DATASET EXTRACT:
• • • •

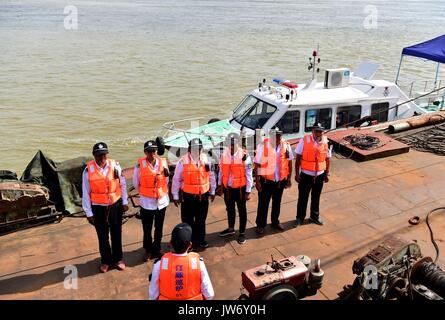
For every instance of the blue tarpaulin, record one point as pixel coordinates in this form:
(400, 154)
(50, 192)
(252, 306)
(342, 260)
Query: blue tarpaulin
(433, 49)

• • • •

CHALLENGE: Rewrite all of the material above with "tarpaulin" swapped for "canvas sheet" and everything else left unchanged. Omit the pictures.

REPLY:
For every instance of the blue canvas sheet, record one point as pixel coordinates in this form:
(400, 154)
(50, 192)
(252, 306)
(342, 260)
Query: blue canvas sheet
(433, 49)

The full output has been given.